> **Exercise requirements**
Count the lines in the data below that contain the string "segment", and reply with that number alone.

> **Data listing**
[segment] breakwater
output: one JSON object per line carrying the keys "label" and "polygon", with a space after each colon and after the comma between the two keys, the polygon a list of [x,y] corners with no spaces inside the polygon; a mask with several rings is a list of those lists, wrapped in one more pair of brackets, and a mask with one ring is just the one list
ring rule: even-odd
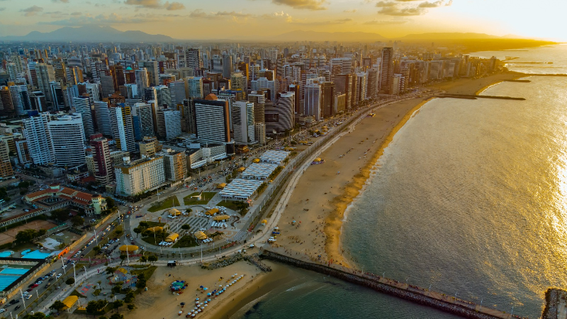
{"label": "breakwater", "polygon": [[417,286],[409,285],[393,279],[361,273],[359,271],[337,269],[325,264],[299,260],[289,256],[263,250],[262,258],[281,262],[304,269],[317,272],[327,276],[364,286],[377,291],[401,298],[420,305],[432,307],[464,318],[473,319],[522,318],[504,311],[484,307],[475,303],[429,291]]}
{"label": "breakwater", "polygon": [[498,96],[495,95],[474,95],[474,94],[439,94],[435,96],[438,98],[452,98],[452,99],[466,99],[468,100],[476,100],[476,99],[497,99],[500,100],[517,100],[524,101],[524,98],[516,98],[512,96]]}

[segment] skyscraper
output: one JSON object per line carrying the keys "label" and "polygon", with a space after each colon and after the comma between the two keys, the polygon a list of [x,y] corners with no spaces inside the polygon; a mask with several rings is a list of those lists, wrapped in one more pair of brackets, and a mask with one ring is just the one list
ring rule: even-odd
{"label": "skyscraper", "polygon": [[89,99],[89,94],[85,93],[81,96],[73,98],[73,104],[77,112],[81,113],[85,140],[86,140],[89,137],[94,134],[94,123],[93,121],[92,108],[91,107],[91,99]]}
{"label": "skyscraper", "polygon": [[109,110],[112,138],[116,141],[116,146],[125,152],[135,151],[130,106],[120,103],[111,106]]}
{"label": "skyscraper", "polygon": [[154,116],[152,105],[136,103],[132,106],[132,123],[134,125],[134,138],[142,140],[145,136],[154,136]]}
{"label": "skyscraper", "polygon": [[81,114],[59,116],[47,123],[47,130],[57,166],[71,169],[86,162]]}
{"label": "skyscraper", "polygon": [[39,63],[35,65],[35,70],[38,79],[38,87],[45,94],[47,103],[52,103],[53,99],[51,96],[49,83],[55,81],[55,71],[53,69],[53,66],[45,63]]}
{"label": "skyscraper", "polygon": [[254,130],[254,103],[237,101],[232,103],[232,114],[235,142],[247,145],[256,142]]}
{"label": "skyscraper", "polygon": [[47,130],[49,121],[48,113],[42,113],[23,120],[23,134],[28,141],[28,149],[33,164],[36,165],[55,162],[55,155]]}
{"label": "skyscraper", "polygon": [[197,138],[201,142],[225,143],[231,141],[228,101],[215,94],[193,101]]}
{"label": "skyscraper", "polygon": [[101,185],[106,185],[114,179],[108,140],[102,134],[91,135],[91,148],[94,162],[94,178]]}
{"label": "skyscraper", "polygon": [[379,87],[380,91],[386,94],[392,94],[392,83],[394,77],[393,55],[393,48],[384,47],[382,49]]}

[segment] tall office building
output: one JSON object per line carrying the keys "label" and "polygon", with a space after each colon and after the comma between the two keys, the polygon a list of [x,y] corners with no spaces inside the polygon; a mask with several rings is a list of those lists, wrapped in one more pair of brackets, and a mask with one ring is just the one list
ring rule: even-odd
{"label": "tall office building", "polygon": [[315,121],[321,119],[321,85],[309,83],[305,86],[305,116],[313,116]]}
{"label": "tall office building", "polygon": [[108,108],[108,99],[94,102],[94,116],[96,118],[96,128],[104,136],[112,136],[111,111]]}
{"label": "tall office building", "polygon": [[42,113],[23,120],[23,135],[33,164],[55,163],[55,155],[47,130],[48,113]]}
{"label": "tall office building", "polygon": [[158,111],[157,134],[168,140],[181,135],[181,111],[171,108]]}
{"label": "tall office building", "polygon": [[28,91],[27,85],[11,85],[10,95],[12,97],[12,105],[16,115],[26,115],[28,111],[31,110],[30,92]]}
{"label": "tall office building", "polygon": [[[60,111],[65,109],[65,96],[61,82],[52,81],[49,83],[49,96],[51,96],[52,109]],[[69,103],[69,102],[67,102]],[[72,104],[72,102],[70,103]]]}
{"label": "tall office building", "polygon": [[191,99],[203,99],[205,96],[203,91],[203,77],[188,77],[187,91],[189,97]]}
{"label": "tall office building", "polygon": [[155,189],[165,182],[163,157],[129,160],[114,167],[116,194],[132,196]]}
{"label": "tall office building", "polygon": [[186,99],[185,81],[172,81],[167,86],[171,94],[171,106],[183,104],[183,101]]}
{"label": "tall office building", "polygon": [[57,166],[71,169],[86,162],[80,113],[58,116],[55,121],[47,123],[47,131]]}
{"label": "tall office building", "polygon": [[35,71],[38,79],[38,87],[45,94],[47,103],[52,103],[53,99],[51,96],[49,84],[55,81],[55,71],[53,69],[53,66],[39,63],[35,65]]}
{"label": "tall office building", "polygon": [[394,63],[393,63],[394,49],[392,47],[384,47],[382,49],[382,60],[381,61],[380,73],[380,91],[386,94],[392,94],[392,84],[394,77]]}
{"label": "tall office building", "polygon": [[231,112],[235,142],[244,145],[255,142],[254,103],[237,101],[232,103]]}
{"label": "tall office building", "polygon": [[14,115],[16,115],[16,113],[13,111],[10,88],[0,86],[0,116],[8,117],[13,116]]}
{"label": "tall office building", "polygon": [[136,103],[132,106],[132,123],[134,125],[134,138],[142,140],[144,137],[154,136],[154,116],[152,105]]}
{"label": "tall office building", "polygon": [[106,185],[114,180],[114,172],[111,160],[111,150],[108,140],[102,134],[91,135],[91,149],[94,164],[94,178],[101,185]]}
{"label": "tall office building", "polygon": [[83,130],[85,133],[85,140],[94,134],[94,121],[93,121],[92,106],[89,94],[85,93],[81,96],[73,98],[73,104],[77,112],[81,113],[83,121]]}
{"label": "tall office building", "polygon": [[136,70],[136,86],[137,87],[137,96],[144,96],[145,89],[150,87],[150,80],[147,77],[147,70],[145,68],[140,68]]}
{"label": "tall office building", "polygon": [[264,91],[253,91],[248,94],[248,101],[254,103],[254,123],[266,123],[264,115],[266,95]]}
{"label": "tall office building", "polygon": [[187,49],[185,50],[185,67],[193,71],[191,75],[197,74],[197,71],[203,68],[199,49]]}
{"label": "tall office building", "polygon": [[[172,94],[169,88],[164,85],[155,87],[155,100],[159,107],[168,107],[172,105]],[[149,100],[147,100],[149,101]]]}
{"label": "tall office building", "polygon": [[109,110],[112,138],[116,141],[116,147],[125,152],[135,151],[130,106],[123,103],[111,105]]}
{"label": "tall office building", "polygon": [[226,143],[231,141],[228,101],[215,94],[193,101],[197,138],[201,142]]}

> **Result**
3